■ **Activity**
Give the number of lines in the data that contain the word "chair"; no other text is needed.
Records provided Block Start
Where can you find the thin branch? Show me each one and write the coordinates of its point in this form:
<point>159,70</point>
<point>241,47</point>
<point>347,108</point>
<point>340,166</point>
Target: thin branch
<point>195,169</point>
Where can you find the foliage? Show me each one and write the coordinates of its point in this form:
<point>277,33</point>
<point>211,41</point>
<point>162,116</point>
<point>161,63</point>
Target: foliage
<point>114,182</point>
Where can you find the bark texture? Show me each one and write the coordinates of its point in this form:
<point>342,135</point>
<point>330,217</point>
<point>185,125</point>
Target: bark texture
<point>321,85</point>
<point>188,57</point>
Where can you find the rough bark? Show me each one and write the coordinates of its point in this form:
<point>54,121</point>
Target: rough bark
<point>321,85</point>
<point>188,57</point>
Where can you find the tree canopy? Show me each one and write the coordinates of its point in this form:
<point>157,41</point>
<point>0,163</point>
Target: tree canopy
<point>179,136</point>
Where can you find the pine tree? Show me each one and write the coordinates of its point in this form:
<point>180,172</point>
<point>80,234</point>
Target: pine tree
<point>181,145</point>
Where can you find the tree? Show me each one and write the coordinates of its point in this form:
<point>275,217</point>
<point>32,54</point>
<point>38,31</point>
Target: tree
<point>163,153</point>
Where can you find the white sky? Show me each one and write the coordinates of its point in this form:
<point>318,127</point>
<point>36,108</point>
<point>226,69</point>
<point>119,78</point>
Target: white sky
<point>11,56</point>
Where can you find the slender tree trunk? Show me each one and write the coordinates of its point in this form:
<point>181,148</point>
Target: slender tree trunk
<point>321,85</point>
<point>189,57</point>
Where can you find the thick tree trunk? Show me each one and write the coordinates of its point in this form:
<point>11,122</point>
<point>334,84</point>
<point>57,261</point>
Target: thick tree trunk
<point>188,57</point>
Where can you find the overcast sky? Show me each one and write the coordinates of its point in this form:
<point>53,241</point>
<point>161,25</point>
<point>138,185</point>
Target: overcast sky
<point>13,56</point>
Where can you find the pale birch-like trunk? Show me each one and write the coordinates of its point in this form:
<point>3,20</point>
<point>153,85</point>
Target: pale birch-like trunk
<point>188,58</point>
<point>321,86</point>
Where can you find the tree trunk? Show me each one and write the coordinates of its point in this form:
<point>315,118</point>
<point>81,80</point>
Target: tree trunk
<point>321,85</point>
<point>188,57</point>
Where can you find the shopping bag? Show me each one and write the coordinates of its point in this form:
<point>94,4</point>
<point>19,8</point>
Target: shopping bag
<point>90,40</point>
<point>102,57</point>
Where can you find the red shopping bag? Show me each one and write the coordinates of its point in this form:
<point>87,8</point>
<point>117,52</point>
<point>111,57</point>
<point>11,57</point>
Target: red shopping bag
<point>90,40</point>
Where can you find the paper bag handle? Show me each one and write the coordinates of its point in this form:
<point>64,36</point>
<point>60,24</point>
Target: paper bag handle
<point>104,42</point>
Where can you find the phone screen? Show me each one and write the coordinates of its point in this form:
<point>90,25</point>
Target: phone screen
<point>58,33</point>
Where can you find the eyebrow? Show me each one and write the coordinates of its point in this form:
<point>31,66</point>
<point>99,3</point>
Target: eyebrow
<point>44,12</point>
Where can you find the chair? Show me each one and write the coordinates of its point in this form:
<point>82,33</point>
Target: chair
Records provided Block End
■ **Exercise answer**
2